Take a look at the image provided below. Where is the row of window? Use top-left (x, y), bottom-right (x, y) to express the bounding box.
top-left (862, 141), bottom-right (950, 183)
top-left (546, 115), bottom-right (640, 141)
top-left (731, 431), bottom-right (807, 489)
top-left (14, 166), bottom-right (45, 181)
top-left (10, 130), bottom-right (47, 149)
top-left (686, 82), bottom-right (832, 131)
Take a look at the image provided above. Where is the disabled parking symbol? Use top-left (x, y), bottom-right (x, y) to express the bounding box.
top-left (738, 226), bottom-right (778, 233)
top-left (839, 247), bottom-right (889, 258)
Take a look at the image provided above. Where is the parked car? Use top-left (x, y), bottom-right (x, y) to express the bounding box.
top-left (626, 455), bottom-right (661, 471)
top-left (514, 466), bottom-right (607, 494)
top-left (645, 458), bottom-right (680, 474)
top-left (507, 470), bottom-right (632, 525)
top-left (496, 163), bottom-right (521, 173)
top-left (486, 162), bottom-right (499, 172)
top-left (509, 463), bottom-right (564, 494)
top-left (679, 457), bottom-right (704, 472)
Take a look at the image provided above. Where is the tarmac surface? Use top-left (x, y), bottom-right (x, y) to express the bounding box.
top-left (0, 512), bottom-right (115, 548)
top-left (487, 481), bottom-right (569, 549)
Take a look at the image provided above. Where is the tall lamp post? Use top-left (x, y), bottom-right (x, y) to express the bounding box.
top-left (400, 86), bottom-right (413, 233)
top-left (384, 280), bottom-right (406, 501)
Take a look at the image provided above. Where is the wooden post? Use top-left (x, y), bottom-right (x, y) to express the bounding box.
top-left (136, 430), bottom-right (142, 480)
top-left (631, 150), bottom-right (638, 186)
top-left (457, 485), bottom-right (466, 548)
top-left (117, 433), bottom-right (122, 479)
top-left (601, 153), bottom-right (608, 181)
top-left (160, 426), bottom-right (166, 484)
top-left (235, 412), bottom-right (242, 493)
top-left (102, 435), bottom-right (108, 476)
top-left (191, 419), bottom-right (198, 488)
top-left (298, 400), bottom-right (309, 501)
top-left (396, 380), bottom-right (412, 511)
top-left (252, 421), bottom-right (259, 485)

_Brief_
Your task is to retype all the records above with nothing left out.

_Solution to the problem_
Take a look at the image provided below. Where is the row of window? Use top-left (x, y), bottom-right (x, y) to express the bounding box.
top-left (862, 141), bottom-right (950, 183)
top-left (546, 115), bottom-right (640, 141)
top-left (731, 431), bottom-right (807, 489)
top-left (14, 166), bottom-right (45, 181)
top-left (10, 130), bottom-right (47, 149)
top-left (686, 82), bottom-right (832, 131)
Take a look at the image provided above. Where is the disabled parking symbol? Use top-left (x, y), bottom-right (x, y) to express the bounding box.
top-left (738, 226), bottom-right (778, 233)
top-left (839, 247), bottom-right (889, 258)
Take a look at the image provided above. Where is the parked car? Use top-left (x, y), bottom-right (x, y) to express the bounding box.
top-left (626, 455), bottom-right (661, 471)
top-left (514, 466), bottom-right (607, 494)
top-left (645, 458), bottom-right (680, 474)
top-left (507, 470), bottom-right (632, 525)
top-left (496, 163), bottom-right (521, 173)
top-left (486, 162), bottom-right (499, 172)
top-left (509, 463), bottom-right (564, 494)
top-left (679, 457), bottom-right (704, 472)
Take a look at the image provided above. Where is the tarmac surface? Use top-left (x, y), bottom-right (x, y) to express the bounding box.
top-left (0, 512), bottom-right (115, 548)
top-left (487, 481), bottom-right (569, 549)
Take a look at the image provided above. Where is the tall lamp post? Use top-left (x, y), bottom-right (x, y) to express the bounding box.
top-left (400, 86), bottom-right (413, 233)
top-left (384, 280), bottom-right (406, 501)
Take a look at the image provided above. Where is the wooden post? Use top-left (x, y), bottom-right (x, y) to express the bounding box.
top-left (136, 430), bottom-right (142, 480)
top-left (631, 150), bottom-right (638, 186)
top-left (457, 485), bottom-right (466, 548)
top-left (117, 433), bottom-right (122, 479)
top-left (601, 153), bottom-right (608, 181)
top-left (160, 426), bottom-right (166, 484)
top-left (235, 412), bottom-right (242, 493)
top-left (102, 435), bottom-right (108, 476)
top-left (191, 419), bottom-right (198, 488)
top-left (298, 400), bottom-right (309, 501)
top-left (396, 380), bottom-right (412, 511)
top-left (252, 421), bottom-right (259, 485)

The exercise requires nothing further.